** BEGIN Available records **
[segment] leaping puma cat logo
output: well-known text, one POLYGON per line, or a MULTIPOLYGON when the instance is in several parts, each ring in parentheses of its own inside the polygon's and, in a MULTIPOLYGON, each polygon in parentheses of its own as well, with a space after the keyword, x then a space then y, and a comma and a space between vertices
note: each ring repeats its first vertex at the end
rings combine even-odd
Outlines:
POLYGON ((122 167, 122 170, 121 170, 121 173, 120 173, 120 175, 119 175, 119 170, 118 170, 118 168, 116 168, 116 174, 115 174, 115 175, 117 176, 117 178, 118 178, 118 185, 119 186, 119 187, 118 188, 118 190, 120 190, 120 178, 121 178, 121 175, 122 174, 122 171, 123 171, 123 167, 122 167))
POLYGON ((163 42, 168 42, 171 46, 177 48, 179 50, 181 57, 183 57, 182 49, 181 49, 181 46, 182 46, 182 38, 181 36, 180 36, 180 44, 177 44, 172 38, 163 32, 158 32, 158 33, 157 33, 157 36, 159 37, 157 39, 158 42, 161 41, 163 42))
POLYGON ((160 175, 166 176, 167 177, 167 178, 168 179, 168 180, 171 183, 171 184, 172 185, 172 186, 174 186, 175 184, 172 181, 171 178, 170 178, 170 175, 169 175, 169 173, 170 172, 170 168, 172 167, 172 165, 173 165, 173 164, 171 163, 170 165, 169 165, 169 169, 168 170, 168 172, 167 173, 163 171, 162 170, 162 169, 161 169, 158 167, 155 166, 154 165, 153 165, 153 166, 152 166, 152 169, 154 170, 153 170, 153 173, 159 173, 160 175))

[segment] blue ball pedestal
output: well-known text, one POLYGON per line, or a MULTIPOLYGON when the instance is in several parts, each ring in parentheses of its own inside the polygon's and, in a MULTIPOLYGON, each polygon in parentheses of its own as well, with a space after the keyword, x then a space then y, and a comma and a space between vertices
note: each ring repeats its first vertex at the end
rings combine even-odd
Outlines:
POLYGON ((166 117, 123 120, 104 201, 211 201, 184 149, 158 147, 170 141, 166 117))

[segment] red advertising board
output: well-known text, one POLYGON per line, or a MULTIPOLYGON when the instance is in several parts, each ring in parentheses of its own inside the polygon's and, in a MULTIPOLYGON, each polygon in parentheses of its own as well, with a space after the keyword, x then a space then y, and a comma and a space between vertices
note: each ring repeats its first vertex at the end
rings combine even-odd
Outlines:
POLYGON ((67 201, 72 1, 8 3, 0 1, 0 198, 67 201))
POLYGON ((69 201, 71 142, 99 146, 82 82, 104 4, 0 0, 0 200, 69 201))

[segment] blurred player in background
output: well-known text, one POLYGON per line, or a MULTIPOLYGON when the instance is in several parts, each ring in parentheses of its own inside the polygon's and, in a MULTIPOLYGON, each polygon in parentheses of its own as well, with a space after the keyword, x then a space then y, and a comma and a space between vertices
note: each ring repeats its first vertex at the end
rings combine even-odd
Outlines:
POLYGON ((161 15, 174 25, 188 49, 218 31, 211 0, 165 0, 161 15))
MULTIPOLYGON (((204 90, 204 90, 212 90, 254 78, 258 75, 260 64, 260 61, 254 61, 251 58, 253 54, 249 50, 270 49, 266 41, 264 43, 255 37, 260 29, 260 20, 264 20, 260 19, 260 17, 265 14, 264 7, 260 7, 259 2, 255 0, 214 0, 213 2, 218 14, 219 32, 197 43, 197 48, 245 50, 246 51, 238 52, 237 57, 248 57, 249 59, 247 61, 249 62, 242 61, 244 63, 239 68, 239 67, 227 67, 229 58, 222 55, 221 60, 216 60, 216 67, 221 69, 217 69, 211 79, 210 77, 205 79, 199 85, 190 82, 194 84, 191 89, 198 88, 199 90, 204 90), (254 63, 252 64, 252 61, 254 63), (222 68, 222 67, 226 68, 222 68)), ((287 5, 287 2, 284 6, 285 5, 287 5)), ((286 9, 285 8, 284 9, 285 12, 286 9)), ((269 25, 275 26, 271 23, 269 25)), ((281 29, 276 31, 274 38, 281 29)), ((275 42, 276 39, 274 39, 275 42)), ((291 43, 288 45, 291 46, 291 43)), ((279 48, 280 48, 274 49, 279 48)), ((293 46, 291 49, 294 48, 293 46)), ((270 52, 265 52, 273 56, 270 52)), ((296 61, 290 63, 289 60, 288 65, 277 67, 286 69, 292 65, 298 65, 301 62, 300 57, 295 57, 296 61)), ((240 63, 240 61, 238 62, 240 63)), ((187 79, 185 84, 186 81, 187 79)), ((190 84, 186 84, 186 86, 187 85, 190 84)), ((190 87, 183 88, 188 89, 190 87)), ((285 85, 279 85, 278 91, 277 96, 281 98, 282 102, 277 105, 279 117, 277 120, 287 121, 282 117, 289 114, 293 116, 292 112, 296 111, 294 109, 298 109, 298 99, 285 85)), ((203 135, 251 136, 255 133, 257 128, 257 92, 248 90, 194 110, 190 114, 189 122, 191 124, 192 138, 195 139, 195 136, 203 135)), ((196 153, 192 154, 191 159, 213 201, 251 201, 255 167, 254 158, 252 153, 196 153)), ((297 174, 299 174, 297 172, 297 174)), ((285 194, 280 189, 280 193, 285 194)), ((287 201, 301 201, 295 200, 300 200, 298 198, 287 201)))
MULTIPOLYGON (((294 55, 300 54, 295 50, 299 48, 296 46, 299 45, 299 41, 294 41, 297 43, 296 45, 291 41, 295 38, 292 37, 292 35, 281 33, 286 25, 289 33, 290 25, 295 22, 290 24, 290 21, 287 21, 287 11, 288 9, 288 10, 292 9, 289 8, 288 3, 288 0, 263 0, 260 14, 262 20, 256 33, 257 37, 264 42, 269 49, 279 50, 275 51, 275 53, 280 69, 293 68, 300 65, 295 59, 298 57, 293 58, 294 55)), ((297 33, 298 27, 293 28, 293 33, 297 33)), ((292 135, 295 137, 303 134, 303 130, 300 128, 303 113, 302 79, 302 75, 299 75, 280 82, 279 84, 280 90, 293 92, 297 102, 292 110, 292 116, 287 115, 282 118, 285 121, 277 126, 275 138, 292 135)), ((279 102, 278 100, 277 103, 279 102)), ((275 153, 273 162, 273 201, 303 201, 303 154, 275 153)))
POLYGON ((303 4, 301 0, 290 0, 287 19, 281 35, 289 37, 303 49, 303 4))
** END Available records **
Request: Give every line above as a Markdown table, leaving out the blank ones. Use a Row column for the row number and a Line column for the text.

Final result:
| Row | Line |
|---|---|
| 1 | [segment] leaping puma cat logo |
| 2 | output: well-known text, one POLYGON per line, or a MULTIPOLYGON when the instance is in several parts, each ring in parentheses of its own inside the polygon's and, in a MULTIPOLYGON, each polygon in parentheses of its own as well, with a space after the keyword, x then a space then y, and a comma and a space between vertices |
| 3 | note: each ring repeats its first vertex at the end |
| 4 | rings combine even-odd |
| 5 | Outlines: |
| 6 | POLYGON ((122 167, 122 170, 121 170, 121 173, 120 173, 120 175, 119 175, 119 170, 118 170, 118 168, 116 168, 116 174, 115 174, 115 175, 117 176, 117 178, 118 178, 118 185, 119 186, 119 187, 118 188, 118 190, 120 190, 120 178, 121 178, 121 175, 122 174, 122 171, 123 171, 123 167, 122 167)) |
| 7 | POLYGON ((163 42, 168 42, 171 46, 177 48, 179 50, 181 57, 183 57, 182 49, 181 49, 181 46, 182 46, 182 38, 181 36, 180 36, 180 44, 177 44, 172 38, 163 32, 158 32, 158 33, 157 33, 157 36, 159 37, 157 39, 158 42, 161 41, 163 42)) |
| 8 | POLYGON ((160 175, 166 176, 167 177, 167 178, 168 179, 168 180, 171 183, 171 184, 172 185, 172 186, 174 186, 175 184, 172 181, 171 178, 170 178, 170 175, 169 175, 169 173, 170 172, 170 168, 172 167, 172 165, 173 165, 173 164, 171 163, 170 165, 169 165, 169 169, 168 170, 168 172, 167 173, 163 171, 162 170, 162 169, 161 169, 158 167, 155 166, 154 165, 153 165, 153 166, 152 166, 152 169, 154 170, 153 170, 153 173, 159 173, 160 175)) |
| 9 | [segment] blue ball pedestal |
| 10 | output: well-known text, one POLYGON per line, or a MULTIPOLYGON when the instance is in several parts, each ring in parentheses of its own inside the polygon's and, in a MULTIPOLYGON, each polygon in parentheses of its own as well, with a space after the keyword, x then a space then y, and a comma and a space between vertices |
| 11 | note: each ring repeats its first vertex at the end |
| 12 | rings combine even-odd |
| 13 | Outlines: |
| 14 | POLYGON ((166 117, 123 120, 104 201, 211 201, 184 149, 158 147, 170 141, 166 117)) |
| 15 | [segment] red advertising board |
| 16 | output: well-known text, one POLYGON per line, or a MULTIPOLYGON when the instance is in several parts, each ring in parentheses of its own inside the polygon's and, in a MULTIPOLYGON, each polygon in parentheses of its own as well, with a space after the keyword, x then a space then y, and a comma and a space between vertices |
| 17 | note: each ring repeats its first vertex at the end |
| 18 | rings combine even-odd |
| 19 | Outlines: |
| 20 | POLYGON ((67 201, 72 1, 8 3, 0 1, 0 198, 67 201)) |
| 21 | POLYGON ((69 201, 71 142, 99 146, 82 82, 104 4, 0 0, 0 200, 69 201)) |
| 22 | [segment] blurred player in background |
| 23 | output: well-known text, one POLYGON per line, or a MULTIPOLYGON when the instance is in several parts, each ring in parentheses of its own inside the polygon's and, in a MULTIPOLYGON, each polygon in parentheses of its own as well, with a space after the keyword, x then a space then y, and a comma and a space between vertices |
| 24 | note: each ring repeats its first vertex at the end |
| 25 | rings combine even-odd |
| 26 | Outlines: |
| 27 | POLYGON ((161 15, 174 25, 188 49, 218 31, 211 0, 165 0, 161 15)) |
| 28 | MULTIPOLYGON (((204 90, 204 90, 212 90, 254 78, 258 75, 260 64, 260 61, 254 61, 251 58, 253 54, 249 50, 270 49, 266 41, 264 43, 255 37, 260 29, 260 20, 264 20, 260 19, 260 17, 265 14, 264 7, 260 7, 259 2, 255 0, 214 0, 213 2, 218 14, 219 32, 197 43, 197 48, 245 50, 246 51, 238 52, 237 57, 248 57, 249 59, 247 61, 249 62, 242 61, 244 63, 239 68, 239 67, 227 67, 229 58, 222 55, 221 60, 216 60, 216 67, 221 69, 217 69, 211 79, 210 77, 205 79, 199 85, 190 82, 194 84, 191 89, 198 88, 199 90, 204 90), (254 63, 252 64, 252 61, 254 63), (222 68, 222 67, 226 68, 222 68)), ((287 5, 287 2, 284 6, 285 5, 287 5)), ((286 9, 285 8, 284 9, 285 12, 286 9)), ((269 25, 275 26, 271 23, 269 25)), ((281 29, 276 31, 274 38, 281 29)), ((275 42, 276 39, 274 39, 275 42)), ((291 43, 288 45, 291 46, 291 43)), ((279 48, 280 48, 274 49, 279 48)), ((293 46, 291 49, 294 48, 293 46)), ((270 52, 265 52, 273 56, 270 52)), ((296 61, 290 63, 289 60, 288 65, 277 67, 286 69, 292 65, 298 65, 301 62, 300 57, 295 57, 296 61)), ((240 63, 240 61, 238 62, 240 63)), ((187 79, 185 84, 186 81, 187 79)), ((190 84, 186 84, 186 86, 187 85, 190 84)), ((190 87, 183 88, 188 89, 190 87)), ((285 85, 279 85, 278 91, 277 96, 281 98, 282 102, 277 105, 279 117, 277 120, 287 121, 282 117, 289 114, 293 116, 292 112, 296 111, 294 109, 298 109, 298 99, 285 85)), ((203 135, 251 136, 255 133, 257 128, 257 92, 248 90, 194 110, 190 114, 189 122, 191 124, 192 138, 195 139, 195 136, 203 135)), ((196 153, 192 154, 191 159, 213 201, 251 201, 255 167, 254 158, 252 153, 196 153)), ((297 174, 299 174, 297 172, 297 174)), ((285 194, 280 189, 280 193, 285 194)), ((287 201, 301 201, 295 200, 300 200, 298 198, 287 201))) |
| 29 | MULTIPOLYGON (((294 55, 300 54, 295 50, 299 48, 296 46, 299 45, 299 41, 294 41, 297 43, 296 45, 291 41, 295 38, 292 37, 292 35, 281 33, 286 25, 289 33, 290 25, 295 22, 290 24, 290 21, 287 21, 287 11, 288 9, 288 10, 292 9, 289 8, 288 3, 288 0, 263 0, 260 14, 262 20, 256 33, 257 37, 264 42, 269 49, 279 50, 275 51, 275 53, 280 69, 293 68, 300 65, 295 59, 298 57, 293 58, 294 55)), ((297 33, 298 27, 293 28, 293 33, 297 33)), ((292 135, 295 137, 303 134, 303 130, 300 128, 303 113, 302 79, 302 75, 299 75, 280 82, 279 84, 280 90, 293 92, 297 102, 292 110, 292 116, 287 115, 282 118, 285 121, 277 126, 275 138, 292 135)), ((279 102, 278 100, 277 103, 279 102)), ((275 153, 273 162, 273 201, 303 201, 303 154, 275 153))) |
| 30 | POLYGON ((303 4, 301 0, 290 0, 287 19, 281 35, 289 37, 303 49, 303 4)) |